What the task asks:
From the first line to the last, please write out the data exactly.

Material for the task:
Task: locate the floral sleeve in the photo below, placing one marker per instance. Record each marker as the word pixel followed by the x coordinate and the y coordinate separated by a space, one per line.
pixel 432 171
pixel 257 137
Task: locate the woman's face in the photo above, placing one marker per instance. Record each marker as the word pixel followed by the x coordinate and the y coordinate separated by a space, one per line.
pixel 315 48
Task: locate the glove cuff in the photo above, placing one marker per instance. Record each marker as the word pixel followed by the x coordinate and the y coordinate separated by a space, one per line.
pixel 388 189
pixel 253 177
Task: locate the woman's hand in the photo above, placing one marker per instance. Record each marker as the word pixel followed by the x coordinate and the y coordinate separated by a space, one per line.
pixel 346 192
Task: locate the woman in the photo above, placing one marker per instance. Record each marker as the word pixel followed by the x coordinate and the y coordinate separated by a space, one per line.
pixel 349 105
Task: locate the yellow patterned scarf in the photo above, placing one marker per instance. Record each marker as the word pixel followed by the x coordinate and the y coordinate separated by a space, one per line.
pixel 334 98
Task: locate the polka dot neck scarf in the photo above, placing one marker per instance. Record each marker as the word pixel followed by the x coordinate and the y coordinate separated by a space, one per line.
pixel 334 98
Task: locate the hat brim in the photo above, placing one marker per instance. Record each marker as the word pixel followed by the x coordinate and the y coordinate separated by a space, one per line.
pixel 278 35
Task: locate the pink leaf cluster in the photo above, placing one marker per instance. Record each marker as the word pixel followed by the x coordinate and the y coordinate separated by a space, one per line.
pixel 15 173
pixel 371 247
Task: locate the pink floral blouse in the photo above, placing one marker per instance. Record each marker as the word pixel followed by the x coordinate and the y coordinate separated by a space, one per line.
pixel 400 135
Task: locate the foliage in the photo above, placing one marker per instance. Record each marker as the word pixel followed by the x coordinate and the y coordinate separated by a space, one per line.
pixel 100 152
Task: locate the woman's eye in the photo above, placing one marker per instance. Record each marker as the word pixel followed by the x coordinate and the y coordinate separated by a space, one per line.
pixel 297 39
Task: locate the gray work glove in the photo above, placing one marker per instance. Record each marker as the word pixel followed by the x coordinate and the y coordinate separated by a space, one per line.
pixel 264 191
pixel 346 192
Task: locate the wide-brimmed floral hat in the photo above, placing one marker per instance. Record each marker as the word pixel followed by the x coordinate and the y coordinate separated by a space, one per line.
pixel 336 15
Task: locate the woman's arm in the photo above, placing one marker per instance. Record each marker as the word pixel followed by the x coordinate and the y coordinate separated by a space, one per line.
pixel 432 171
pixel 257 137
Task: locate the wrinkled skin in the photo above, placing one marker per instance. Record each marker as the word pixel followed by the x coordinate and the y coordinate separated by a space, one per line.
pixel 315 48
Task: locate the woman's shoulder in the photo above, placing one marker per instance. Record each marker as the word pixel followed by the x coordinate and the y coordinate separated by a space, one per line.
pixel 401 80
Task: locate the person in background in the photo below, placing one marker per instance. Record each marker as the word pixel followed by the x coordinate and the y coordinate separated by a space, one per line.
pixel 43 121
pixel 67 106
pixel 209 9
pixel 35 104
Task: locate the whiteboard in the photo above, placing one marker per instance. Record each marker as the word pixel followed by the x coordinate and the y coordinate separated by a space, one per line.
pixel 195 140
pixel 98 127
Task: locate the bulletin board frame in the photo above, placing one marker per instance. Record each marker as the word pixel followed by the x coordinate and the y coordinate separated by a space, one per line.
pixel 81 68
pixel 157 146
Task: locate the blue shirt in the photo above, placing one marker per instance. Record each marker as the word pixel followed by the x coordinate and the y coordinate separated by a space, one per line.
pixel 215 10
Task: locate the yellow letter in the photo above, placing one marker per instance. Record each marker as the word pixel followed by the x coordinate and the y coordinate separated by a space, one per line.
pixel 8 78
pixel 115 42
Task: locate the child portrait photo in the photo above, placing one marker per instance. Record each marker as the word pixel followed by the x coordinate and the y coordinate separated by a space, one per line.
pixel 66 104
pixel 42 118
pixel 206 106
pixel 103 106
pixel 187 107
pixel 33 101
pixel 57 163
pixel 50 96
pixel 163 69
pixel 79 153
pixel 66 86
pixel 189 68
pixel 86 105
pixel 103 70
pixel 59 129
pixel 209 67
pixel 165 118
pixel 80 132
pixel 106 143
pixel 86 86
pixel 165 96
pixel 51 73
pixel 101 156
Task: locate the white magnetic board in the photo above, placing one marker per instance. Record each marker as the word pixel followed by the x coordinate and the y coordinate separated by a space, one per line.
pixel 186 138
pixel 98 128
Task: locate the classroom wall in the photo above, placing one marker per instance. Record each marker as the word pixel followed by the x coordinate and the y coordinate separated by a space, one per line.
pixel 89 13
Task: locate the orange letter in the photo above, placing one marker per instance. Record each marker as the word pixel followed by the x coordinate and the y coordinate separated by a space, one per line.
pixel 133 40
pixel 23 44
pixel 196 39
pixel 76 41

Solution to this exercise:
Task: locate the floral sleeve in the photo below, placing one marker per instance. Record each marker as the word pixel followed by the x coordinate and the y coordinate separated by a space, one per line.
pixel 432 171
pixel 257 137
Task: locate the woman's face in the photo above, placing one marker per instance. Record each marker as the word pixel followed by the x coordinate and the y coordinate separated by a space, one per line.
pixel 315 48
Task: locate the glove cuff in the photo above, placing one marker per instance. Record each marker as the word pixel followed by the x coordinate and the y coordinate separated by a space, one per line.
pixel 388 189
pixel 253 177
Task: locate the woman's hand in the photo above, placing one marker per instance. Record each marker as the word pixel followed by the x coordinate and the y coordinate separated by a space, one per line.
pixel 346 192
Task: locate the woman in the photo above, placing one marker per instance. Record each marker as the word pixel followed by the x coordinate and the y coordinate separated by a space, one per line.
pixel 349 105
Task: locate the yellow patterned scarf in the photo above, placing one marker per instance. Record each marker as the word pixel followed by the x coordinate and the y coordinate separated by a space, one per line.
pixel 334 98
Task: locate the polka dot neck scarf in the photo above, placing one marker per instance. Record each marker as the word pixel followed by the x coordinate and the y coordinate separated by a space, one per line.
pixel 334 98
Task: locate the hat brim in the photo above, placing one marker per instance. Record each marker as the word pixel followed by the x coordinate and the y coordinate separated by a space, one per line.
pixel 278 35
Task: locate the pink leaf cluster in the photo above, placing one marker per instance. Record each marker as the word pixel followed by the x coordinate and the y coordinate separated by a space, one per line.
pixel 15 173
pixel 371 247
Task: locate the pink floral blouse in the photo above, placing one marker per instance. Record each marker as the word pixel followed by the x coordinate and the y coordinate separated by a space, one per line.
pixel 400 135
Task: locate the foliage in the photo above, placing one marker per instance. Record each marker as the word pixel followed by the x coordinate and the y coordinate separated by a space, one per line.
pixel 100 152
Task: locate the woman's eye in the photo above, placing one marker per instance. Record each marker as the word pixel followed by the x coordinate and the y coordinate separated by a space, one per line.
pixel 297 39
Task: locate the gray work glove in the photo above, placing one marker per instance. Record each marker as the word pixel followed by the x coordinate and the y coordinate separated by a space, one per line.
pixel 264 191
pixel 346 192
Task: locate the wide-brimmed floral hat in the photo above, placing one marker per instance. Record each marker as the word pixel followed by the x coordinate and the y coordinate separated by a space, one per line.
pixel 336 15
Task: locate the woman's arm in the photo above, placing one marker per instance. Record each marker as the word pixel followed by the x coordinate and the y coordinate separated by a space, one per line.
pixel 432 171
pixel 257 137
Task: locate the wrinkled skin in the photo above, placing one marker per instance. Record each marker as the word pixel followed by the x coordinate and the y coordinate separated by a space, one per line.
pixel 315 48
Task: locate the woman's shoulder in the photo above, placing one marker per instance. Record each marker as the word pixel followed by the x coordinate and the y coordinate separated by a space, one per line.
pixel 401 80
Task: locate the person in background in the photo below, placing one marker per instance. Record each marker as the word pixel followed by the x coordinate and the y coordinate separated by a space, one per line.
pixel 43 121
pixel 67 106
pixel 209 9
pixel 35 104
Task: locate the whiteboard in the photo above, placing one marker per instance. Record each marker as the word pixel followed by the x coordinate and the y coordinate separated by a space, one per line.
pixel 195 140
pixel 98 127
Task: locate the bulletin board frame in the photo above, placing one marker per instance. Record each marker as the word pixel followed by the x coordinate and the y coordinate separated by a space, one per line.
pixel 81 68
pixel 157 146
Task: locate the blue shirt in the photo above, placing one marker per instance. Record each marker as the word pixel followed by the x coordinate and the y coordinate separated by a space, one per line.
pixel 215 10
Task: locate the yellow letter in the photo above, placing one marker per instance. Record each marker as the word pixel followed by the x coordinate and the y coordinate separated by a space, one per line.
pixel 8 78
pixel 115 42
Task: locate the child portrait photo in the photo above, placing one marker per instance. Record each marker as the word pixel followed by the x coordinate and the y coordinate separated by a space, one per line.
pixel 66 104
pixel 42 118
pixel 206 106
pixel 103 106
pixel 187 107
pixel 33 101
pixel 57 163
pixel 50 96
pixel 163 69
pixel 79 153
pixel 66 86
pixel 189 68
pixel 86 105
pixel 103 70
pixel 59 129
pixel 209 67
pixel 165 118
pixel 80 132
pixel 106 143
pixel 86 86
pixel 165 96
pixel 51 73
pixel 101 156
Task: locate the white magnetic board in the photo above, placing one marker per instance. Record each marker as the word pixel followed by the x coordinate and the y coordinate separated by a space, one per line.
pixel 186 138
pixel 98 128
Task: locate the classroom wall in the photo above, placing one marker per instance. Record each marker as the word pixel followed by the x coordinate and the y coordinate separated by a space, one per line.
pixel 89 13
Task: locate the orange letter in the photo above, placing one marker per instance. Record each marker as the word pixel followed by the x coordinate and the y coordinate separated by a space, one per line.
pixel 133 40
pixel 23 44
pixel 196 39
pixel 76 41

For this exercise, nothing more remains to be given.